(Beginning of THE DATA)

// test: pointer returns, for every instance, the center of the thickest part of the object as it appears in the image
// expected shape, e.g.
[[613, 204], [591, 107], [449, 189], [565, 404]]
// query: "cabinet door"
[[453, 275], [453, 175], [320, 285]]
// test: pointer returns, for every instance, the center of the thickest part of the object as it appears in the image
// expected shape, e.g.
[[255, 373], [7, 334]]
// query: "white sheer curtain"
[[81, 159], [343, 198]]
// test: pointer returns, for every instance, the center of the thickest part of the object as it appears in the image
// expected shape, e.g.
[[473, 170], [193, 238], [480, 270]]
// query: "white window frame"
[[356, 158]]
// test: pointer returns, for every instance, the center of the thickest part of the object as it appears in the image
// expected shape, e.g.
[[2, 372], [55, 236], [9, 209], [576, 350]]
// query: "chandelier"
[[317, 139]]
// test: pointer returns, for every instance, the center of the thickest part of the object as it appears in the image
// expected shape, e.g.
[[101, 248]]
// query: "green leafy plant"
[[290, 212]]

(End of THE DATA)

● EXERCISE PROMPT:
Each of the records is to be written out again exactly.

● ANSWER FOR THIS EXERCISE:
// test: pointer returns, for every instance, the center of the thickest part of the object as it appears in the image
// expected shape, e.g.
[[613, 204], [591, 107], [449, 189], [565, 404]]
// query: "cabinet door"
[[453, 275], [453, 175], [320, 285]]
// test: pointer returns, for every instance, the center of the thickest part of the object as it appears in the image
// expected shape, e.g.
[[255, 373], [7, 334]]
// query: "white sheer curtain"
[[81, 159], [343, 198]]
// test: pointer returns, for every instance, the center of the thickest part of the object as it appears in the image
// expected shape, e.g.
[[473, 170], [193, 238], [480, 270]]
// query: "white window frame"
[[356, 158]]
// test: pointer returns, for every instance, the center of the thickest part of the object as it appears in the image
// expected shape, e.g.
[[2, 372], [55, 236], [9, 209], [576, 350]]
// query: "chandelier"
[[317, 139]]
// test: pointer returns, for every instance, the center of the thickest part of the object as it appears in the image
// expected shape, e.g.
[[101, 248]]
// query: "green leafy plant"
[[290, 212]]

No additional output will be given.